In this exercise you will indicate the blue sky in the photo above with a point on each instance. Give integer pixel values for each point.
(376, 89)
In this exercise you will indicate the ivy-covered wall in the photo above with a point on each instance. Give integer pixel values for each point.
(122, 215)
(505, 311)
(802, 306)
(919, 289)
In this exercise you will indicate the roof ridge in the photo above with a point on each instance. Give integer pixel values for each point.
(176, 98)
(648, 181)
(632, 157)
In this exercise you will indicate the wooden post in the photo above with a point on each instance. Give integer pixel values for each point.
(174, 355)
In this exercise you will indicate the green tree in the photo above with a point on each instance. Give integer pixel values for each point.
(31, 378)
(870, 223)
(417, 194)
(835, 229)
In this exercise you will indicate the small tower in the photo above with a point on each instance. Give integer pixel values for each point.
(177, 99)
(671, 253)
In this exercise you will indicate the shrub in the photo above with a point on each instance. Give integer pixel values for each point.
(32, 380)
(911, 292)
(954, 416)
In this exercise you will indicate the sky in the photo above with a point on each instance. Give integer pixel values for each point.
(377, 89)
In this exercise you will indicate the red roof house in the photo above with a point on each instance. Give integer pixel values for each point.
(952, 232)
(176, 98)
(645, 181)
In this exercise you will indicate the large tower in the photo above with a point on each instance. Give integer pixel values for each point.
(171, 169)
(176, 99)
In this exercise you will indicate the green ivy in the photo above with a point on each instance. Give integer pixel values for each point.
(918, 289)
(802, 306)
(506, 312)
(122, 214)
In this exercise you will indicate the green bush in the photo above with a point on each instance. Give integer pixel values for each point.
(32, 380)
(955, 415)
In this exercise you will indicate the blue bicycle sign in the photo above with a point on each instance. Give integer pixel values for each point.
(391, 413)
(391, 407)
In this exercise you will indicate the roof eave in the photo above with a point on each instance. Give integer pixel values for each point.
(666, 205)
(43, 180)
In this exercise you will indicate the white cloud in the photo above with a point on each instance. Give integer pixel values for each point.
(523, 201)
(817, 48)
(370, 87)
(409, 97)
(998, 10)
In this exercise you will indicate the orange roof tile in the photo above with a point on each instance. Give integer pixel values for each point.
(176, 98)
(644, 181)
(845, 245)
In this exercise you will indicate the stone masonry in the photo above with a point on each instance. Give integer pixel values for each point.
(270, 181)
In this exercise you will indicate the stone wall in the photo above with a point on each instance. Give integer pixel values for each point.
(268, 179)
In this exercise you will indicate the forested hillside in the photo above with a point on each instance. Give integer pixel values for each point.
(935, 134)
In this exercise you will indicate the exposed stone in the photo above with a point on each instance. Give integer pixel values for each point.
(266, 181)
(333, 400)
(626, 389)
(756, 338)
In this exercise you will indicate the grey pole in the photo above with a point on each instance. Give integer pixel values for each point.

-*-*-

Update all the entries by swapping "integer pixel values" for "whole-number pixel coordinates" wherever it occurs, keeping everything else identical.

In this exercise you will indicate the blue sky in the photo above with a point on each instance. Give whole-number pixel coordinates for each point.
(376, 89)
In this exercise you will indicate the ivy-covered wall in the photo above with a point on each instance. Give whole-number pixel coordinates for each point.
(122, 215)
(505, 311)
(802, 306)
(919, 289)
In this exercise you will indicate the roof ridge in the photo above with a point on each instance. Give whole-number pixel coordinates for each point.
(176, 98)
(648, 181)
(632, 157)
In this exercise you will indicate the wooden post in the photo above with a point on each instance. Give whole-number pixel coordinates for each point.
(174, 355)
In this exercise you will indicate the green tree in the photo above with a point on each instance. Give whole-number pixel coordinates for each point.
(31, 378)
(870, 223)
(417, 194)
(835, 229)
In this exercise you will indicate the small tower in the photo above with a point on each instance. Give whole-number pixel coordinates for each point.
(177, 99)
(671, 253)
In this exercise you will indicate the shrub in the photo above with a point on each instance. Give whole-number pixel coordinates for each point.
(32, 380)
(911, 292)
(954, 416)
In this exercise you will indicate the sky in the photo above with a point on each instance. Give whole-number pixel coordinates for each point.
(377, 89)
In this exercise you will indicate the red roof house in the photo above with a point on each instance. Give whole-number pixel coordinates for each point.
(952, 232)
(176, 98)
(645, 181)
In this exercise you will indicate the large tower in the photo above with a point on each instance. Give whole-number pixel coordinates for each point.
(171, 169)
(176, 99)
In this exercise you will indicate the green ivy in the photo above with a point on each instance. Give whole-number pixel coordinates for each point.
(918, 289)
(802, 306)
(506, 312)
(122, 214)
In this exercise you will indicate the green bush in the photo above with a point on each instance. Give whole-number pixel coordinates for each point.
(32, 380)
(955, 415)
In this exercise you will indicate the blue bicycle sign in the photo above with a point on each instance. Give whole-number pixel coordinates for each point.
(391, 413)
(391, 407)
In this exercise you will indicate the roof eave in the photo above with a point on each instance. Give whole-number pixel coordinates for each point.
(666, 205)
(43, 180)
In this exercise you will indicate the white cloud in the photo above with a point on each instance. Give whole-number pixel coordinates for each point.
(523, 201)
(817, 48)
(370, 87)
(409, 97)
(998, 10)
In this exercise you will indicate the orange roof tile in the photo above with a point on each instance. Give whole-number pixel coordinates for each point.
(176, 98)
(644, 181)
(845, 245)
In this exercise you will indicate the stone masonry in the photo above with a point on each instance. Give whole-number pixel coordinates for each point.
(270, 181)
In this exercise you will indicate the stone wall in the photo above with a point on each instance. Give whole-number pixel coordinates for each point.
(268, 179)
In this exercise you will indicate the forested hillside in the photo above with a point on each instance. Give whole-number pixel coordinates for each point.
(935, 134)
In this exercise you will indicate the exposed stone in the photo above with a point on each instance. Give whole-number pixel coordinates for each point.
(266, 181)
(333, 400)
(626, 389)
(756, 338)
In this exercise you will indicate the grey pole in the photo above with a point on each instance. Give whole-number pixel coordinates for each point.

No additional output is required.